[analyzer] Workaround for slowdown spikes (unintended scope increase) (#136720)

Recently some users reported that they observed large increases of
runtime (up to +600% on some translation units) when they upgraded to a
more recent (slightly patched, internal) clang version. Bisection
revealed that the bulk of this increase was probably caused by my
earlier commit bb27d5e ("Don't assume
third iteration in loops").

As I evaluated that earlier commit on several open source project, it
turns out that on average it's runtime-neutral (or slightly helpful: it
reduced the total analysis time by 1.5%) but it can cause runtime spikes
on some code: in particular it more than doubled the time to analyze
`tmux` (one of the smaller test projects).

Further profiling and investigation proved that these spikes were caused
by an _increase of analysis scope_ because there was an heuristic that
placed functions on a "don't inline this" blacklist if they reached the
`-analyzer-max-loop` limit (anywhere, on any one execution path) --
which became significantly rarer when my commit ensured the analyzer no
longer "just assumes" four iterations. (With more inlining significantly
more entry points use up their allocated budgets, which leads to the
increased runtime.)

I feel that this heuristic for the "don't inline" blacklist is
unjustified and arbitrary, because reaching the "retry without inlining"
limit on one path does not imply that inlining the function won't be
valuable on other paths -- so I hope that we can eventually replace it
with more "natural" limits of the analysis scope.

However, the runtime increases are annoying for the users whose project
is affected, so I created this quick workaround commit that approximates
the "don't inline" blacklist effects of ambiguous loops (where the
analyzer doesn't understand the loop condition) without fully reverting
the "Don't assume third iteration" commit (to avoid reintroducing the
false positives that were eliminated by it).

Investigating this issue was a team effort: I'm grateful to Endre Fülöp
(gamesh411) who did the bisection and shared his time measurement setup,
and Gábor Tóthvári (tigbr) who helped me in profiling.

(cherry picked from commit 9600a12)

Author: NagyDonat

clang/include/clang/StaticAnalyzer/Core/AnalyzerOptions.def

@@ -385,6 +385,19 @@ ANALYZER_OPTION(
     "flex\" won't be analyzed.",
     true)
 
+ANALYZER_OPTION(
+    bool, InlineFunctionsWithAmbiguousLoops, "inline-functions-with-ambiguous-loops",
+    "If disabled (the default), the analyzer puts functions on a \"do not "
+    "inline this\" list if it finds an execution path within that function "
+    "that may potentially perform 'analyzer-max-loop' (= 4 by default) "
+    "iterations in a loop. (Note that functions that _definitely_ reach the "
+    "loop limit on some execution path are currently marked as \"do not "
+    "inline\" even if this option is enabled.) Enabling this option "
+    "eliminates this (somewhat arbitrary) restriction from the analysis "
+    "scope, which increases the analysis runtime (on average by ~10%, but "
————————
| To be done |
A: Do these statements agree with the commit text on the analyzer slowdown workaround? For each, answer yes or no and quote the words from the text that decide it.
(i) Across several open source projects, the earlier commit increased the total analysis time on average.
(ii) Endre Fülöp carried out the bisection.
(iii) The workaround fully reverts the "Don't assume third iteration" commit.
B: Can you write what comes next in the commit text on the analyzer slowdown workaround, starting from where it stops?

Position identification records:
————————
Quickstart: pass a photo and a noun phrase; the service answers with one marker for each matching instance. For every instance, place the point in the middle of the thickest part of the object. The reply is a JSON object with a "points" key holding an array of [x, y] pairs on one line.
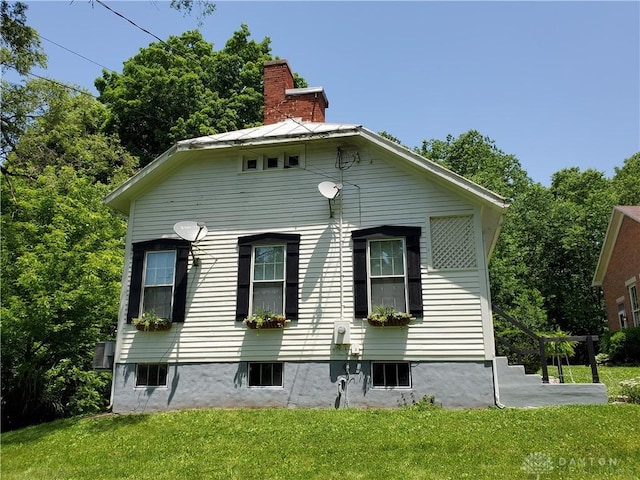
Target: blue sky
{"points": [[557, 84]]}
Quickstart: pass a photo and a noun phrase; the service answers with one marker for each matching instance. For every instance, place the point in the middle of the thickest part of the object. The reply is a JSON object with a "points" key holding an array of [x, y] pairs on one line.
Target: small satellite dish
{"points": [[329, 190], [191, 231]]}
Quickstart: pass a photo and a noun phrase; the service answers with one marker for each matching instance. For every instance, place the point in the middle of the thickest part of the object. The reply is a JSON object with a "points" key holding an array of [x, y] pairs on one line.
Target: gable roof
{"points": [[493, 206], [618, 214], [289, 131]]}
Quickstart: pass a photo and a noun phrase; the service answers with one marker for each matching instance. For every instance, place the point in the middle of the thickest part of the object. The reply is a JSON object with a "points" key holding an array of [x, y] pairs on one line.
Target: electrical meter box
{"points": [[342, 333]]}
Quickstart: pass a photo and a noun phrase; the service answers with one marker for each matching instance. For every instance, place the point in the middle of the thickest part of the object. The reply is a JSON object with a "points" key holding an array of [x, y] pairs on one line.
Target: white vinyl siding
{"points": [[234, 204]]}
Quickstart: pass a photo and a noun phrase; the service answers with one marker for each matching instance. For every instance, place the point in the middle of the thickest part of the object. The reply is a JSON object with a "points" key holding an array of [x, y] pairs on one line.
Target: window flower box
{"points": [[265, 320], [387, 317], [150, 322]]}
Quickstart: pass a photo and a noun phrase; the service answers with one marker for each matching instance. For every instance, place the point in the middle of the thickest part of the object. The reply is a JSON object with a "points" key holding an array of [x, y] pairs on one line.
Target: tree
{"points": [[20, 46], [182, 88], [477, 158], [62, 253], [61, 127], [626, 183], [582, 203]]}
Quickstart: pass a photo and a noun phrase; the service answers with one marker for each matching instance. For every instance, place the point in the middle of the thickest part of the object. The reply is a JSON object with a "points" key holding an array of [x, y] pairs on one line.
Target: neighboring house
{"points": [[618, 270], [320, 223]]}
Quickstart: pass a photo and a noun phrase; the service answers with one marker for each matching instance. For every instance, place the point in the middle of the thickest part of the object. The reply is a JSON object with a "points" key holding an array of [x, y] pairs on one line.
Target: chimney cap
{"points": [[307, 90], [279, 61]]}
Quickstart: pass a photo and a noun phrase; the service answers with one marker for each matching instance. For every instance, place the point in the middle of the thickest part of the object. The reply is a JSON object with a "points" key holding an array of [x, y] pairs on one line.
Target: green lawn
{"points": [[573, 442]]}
————————
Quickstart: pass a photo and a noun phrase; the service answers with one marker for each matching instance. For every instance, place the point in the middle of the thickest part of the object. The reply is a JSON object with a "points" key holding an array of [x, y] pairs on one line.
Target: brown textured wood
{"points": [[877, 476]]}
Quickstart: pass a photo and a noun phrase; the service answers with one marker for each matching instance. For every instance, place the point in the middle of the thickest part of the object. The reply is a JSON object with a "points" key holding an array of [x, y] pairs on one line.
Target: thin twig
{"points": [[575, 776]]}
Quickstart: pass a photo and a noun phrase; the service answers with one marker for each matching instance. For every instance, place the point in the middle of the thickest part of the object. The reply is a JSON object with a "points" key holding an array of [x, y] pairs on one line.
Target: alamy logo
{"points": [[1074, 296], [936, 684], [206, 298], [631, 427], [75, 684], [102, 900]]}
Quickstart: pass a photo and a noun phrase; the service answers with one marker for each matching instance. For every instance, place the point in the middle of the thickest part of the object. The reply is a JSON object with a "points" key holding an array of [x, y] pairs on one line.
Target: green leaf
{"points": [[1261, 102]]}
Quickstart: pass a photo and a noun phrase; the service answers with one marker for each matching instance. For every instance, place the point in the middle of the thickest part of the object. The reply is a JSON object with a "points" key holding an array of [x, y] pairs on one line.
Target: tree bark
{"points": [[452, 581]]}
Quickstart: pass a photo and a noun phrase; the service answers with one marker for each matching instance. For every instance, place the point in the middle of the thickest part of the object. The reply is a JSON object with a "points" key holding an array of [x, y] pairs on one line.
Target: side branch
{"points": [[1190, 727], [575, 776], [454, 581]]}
————————
| The responses |
A:
(i) No: "it reduced the total analysis time by 1.5%"
(ii) Yes: "Endre Fülöp (gamesh411) who did the bisection"
(iii) No: "without fully reverting the "Don't assume third iteration" commit"

B:
+    "a few translation units may see much larger slowdowns).",
+    false)
+
 //===----------------------------------------------------------------------===//
 // Unsigned analyzer options.
 //===----------------------------------------------------------------------===//

clang/include/clang/StaticAnalyzer/Core/PathSensitive/FunctionSummary.h

@@ -81,10 +81,6 @@ class FunctionSummariesTy {
     I->second.MayInline = 0;
   }
 
-  void markReachedMaxBlockCount(const Decl *D) {
-    markShouldNotInline(D);
-  }
-
   std::optional<bool> mayInline(const Decl *D) {
     MapTy::const_iterator I = Map.find(D);
     if (I != Map.end() && I->second.InlineChecked)

clang/lib/StaticAnalyzer/Core/ExprEngine.cpp

@@ -2510,6 +2510,20 @@ bool ExprEngine::replayWithoutInlining(ExplodedNode *N,
   return true;
 }
 
+/// Return the innermost location context which is inlined at `Node`, unless
+/// it's the top-level (entry point) location context.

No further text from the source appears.